From the line with "Where can the camera" through the final line, please write out the listing exactly, including both of those lines.

** Opening Dataset records block **

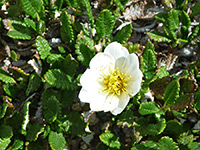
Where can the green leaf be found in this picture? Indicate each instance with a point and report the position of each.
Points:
(33, 132)
(161, 17)
(13, 55)
(174, 127)
(166, 143)
(4, 143)
(150, 125)
(185, 139)
(56, 141)
(11, 91)
(5, 77)
(18, 144)
(195, 9)
(105, 24)
(194, 146)
(84, 49)
(197, 100)
(147, 145)
(58, 79)
(162, 72)
(70, 65)
(119, 4)
(51, 109)
(110, 140)
(66, 30)
(19, 35)
(19, 30)
(148, 108)
(172, 92)
(5, 131)
(149, 61)
(3, 110)
(123, 34)
(32, 7)
(30, 23)
(34, 83)
(126, 117)
(74, 124)
(43, 47)
(26, 117)
(89, 11)
(180, 4)
(158, 37)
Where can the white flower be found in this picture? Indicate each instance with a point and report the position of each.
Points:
(113, 78)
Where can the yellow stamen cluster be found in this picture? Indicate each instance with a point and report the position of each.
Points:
(114, 83)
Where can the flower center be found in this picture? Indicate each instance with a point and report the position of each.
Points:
(115, 83)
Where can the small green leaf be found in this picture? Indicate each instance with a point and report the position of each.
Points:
(26, 117)
(148, 108)
(33, 132)
(51, 109)
(195, 9)
(5, 131)
(174, 127)
(75, 124)
(3, 110)
(185, 139)
(172, 92)
(4, 143)
(105, 24)
(166, 143)
(34, 83)
(119, 4)
(69, 65)
(194, 146)
(89, 11)
(197, 100)
(32, 7)
(66, 30)
(43, 47)
(5, 77)
(126, 117)
(110, 140)
(56, 141)
(147, 145)
(158, 37)
(58, 79)
(150, 126)
(18, 144)
(30, 23)
(162, 72)
(180, 4)
(84, 49)
(123, 34)
(149, 61)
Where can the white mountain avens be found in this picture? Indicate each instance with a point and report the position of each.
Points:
(112, 79)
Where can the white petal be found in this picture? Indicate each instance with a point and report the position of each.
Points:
(134, 87)
(127, 64)
(102, 61)
(85, 96)
(97, 103)
(111, 103)
(123, 101)
(89, 80)
(116, 50)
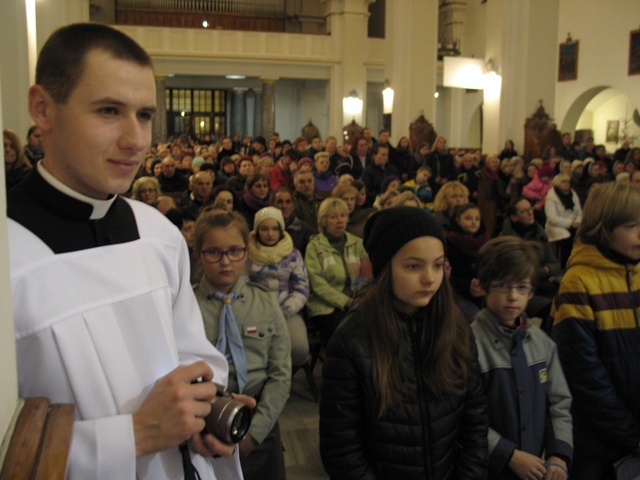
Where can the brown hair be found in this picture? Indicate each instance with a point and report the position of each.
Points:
(508, 258)
(445, 342)
(210, 219)
(21, 158)
(607, 207)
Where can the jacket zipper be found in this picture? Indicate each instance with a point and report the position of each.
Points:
(421, 396)
(633, 302)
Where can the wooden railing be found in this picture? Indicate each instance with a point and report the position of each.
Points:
(258, 15)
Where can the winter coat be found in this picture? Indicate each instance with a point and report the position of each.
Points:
(559, 219)
(425, 438)
(596, 327)
(329, 272)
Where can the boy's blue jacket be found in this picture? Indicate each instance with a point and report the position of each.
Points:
(529, 403)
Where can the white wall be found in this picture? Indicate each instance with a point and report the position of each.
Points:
(297, 102)
(609, 105)
(603, 56)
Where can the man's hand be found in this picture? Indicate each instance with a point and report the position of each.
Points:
(553, 471)
(247, 445)
(175, 409)
(527, 466)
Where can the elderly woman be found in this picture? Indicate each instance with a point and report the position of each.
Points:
(325, 180)
(357, 215)
(147, 190)
(16, 164)
(563, 212)
(256, 197)
(337, 265)
(448, 198)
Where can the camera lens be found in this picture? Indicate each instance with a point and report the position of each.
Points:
(229, 419)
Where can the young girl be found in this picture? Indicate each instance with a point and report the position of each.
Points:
(596, 328)
(243, 320)
(276, 264)
(465, 236)
(401, 396)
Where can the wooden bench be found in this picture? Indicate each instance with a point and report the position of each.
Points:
(39, 447)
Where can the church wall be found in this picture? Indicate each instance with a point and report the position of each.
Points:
(603, 32)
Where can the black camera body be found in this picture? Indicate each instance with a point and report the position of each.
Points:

** Closing Dataset records block **

_Exercise output:_
Where can the camera lens be found in this picture? Indicate each instance with a point and report the position of each.
Points:
(229, 419)
Where can the young girl be found in this picture? Indicate each instance with a point and report the position of each.
Points:
(596, 328)
(243, 320)
(276, 264)
(465, 236)
(401, 396)
Where can the wooden bench be found in this picture? Indicate each instance with a point and report the position of each.
Points:
(39, 447)
Where can the church wall be found in this picture? Indicate each instance with a point and report the position of each.
Points:
(603, 32)
Where can the black camera body be found in this picture? Indicate each instance with a point and report the position of each.
Points:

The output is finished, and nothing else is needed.